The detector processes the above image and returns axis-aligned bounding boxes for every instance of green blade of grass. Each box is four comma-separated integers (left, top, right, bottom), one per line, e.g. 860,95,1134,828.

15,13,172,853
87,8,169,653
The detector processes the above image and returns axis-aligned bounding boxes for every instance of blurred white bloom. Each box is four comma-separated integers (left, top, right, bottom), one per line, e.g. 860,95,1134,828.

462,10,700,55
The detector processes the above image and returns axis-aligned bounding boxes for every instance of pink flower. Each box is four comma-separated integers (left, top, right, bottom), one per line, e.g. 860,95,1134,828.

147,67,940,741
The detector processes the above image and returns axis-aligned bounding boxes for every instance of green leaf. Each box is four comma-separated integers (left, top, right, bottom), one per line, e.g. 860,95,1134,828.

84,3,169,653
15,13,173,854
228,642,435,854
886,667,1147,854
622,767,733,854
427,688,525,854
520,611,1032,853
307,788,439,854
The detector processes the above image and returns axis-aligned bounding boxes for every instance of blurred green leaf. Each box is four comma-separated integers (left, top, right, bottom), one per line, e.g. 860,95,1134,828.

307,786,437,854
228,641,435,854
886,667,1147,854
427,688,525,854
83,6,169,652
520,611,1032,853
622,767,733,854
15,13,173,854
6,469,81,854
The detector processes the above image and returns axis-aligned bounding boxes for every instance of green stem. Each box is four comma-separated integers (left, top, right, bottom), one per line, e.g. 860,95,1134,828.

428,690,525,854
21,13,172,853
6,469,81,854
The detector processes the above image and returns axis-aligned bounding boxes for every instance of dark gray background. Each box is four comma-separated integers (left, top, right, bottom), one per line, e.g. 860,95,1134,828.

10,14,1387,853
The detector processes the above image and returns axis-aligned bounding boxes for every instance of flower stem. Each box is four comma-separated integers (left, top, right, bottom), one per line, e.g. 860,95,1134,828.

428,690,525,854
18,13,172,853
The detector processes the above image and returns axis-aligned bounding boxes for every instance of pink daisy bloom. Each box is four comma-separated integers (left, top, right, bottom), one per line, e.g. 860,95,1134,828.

**GOAL**
Return each line of the records above that contains the string "leaf", copied verbatim and in its original order.

**CORRECT ANSWER**
The detector processes the above image and returns axis-aligned bounding boxes for every instance of green leaf. Each box is four comma-separated integers (left, top, right, bottom), one per line, e.g. 860,95,1134,828.
The detector processes the above image and returns axis-aligned bounding boxes for every instance of blurred green leaf. Each box is four comma-separated integers (left, top, right, bottom), one per line, e.g. 860,95,1134,828.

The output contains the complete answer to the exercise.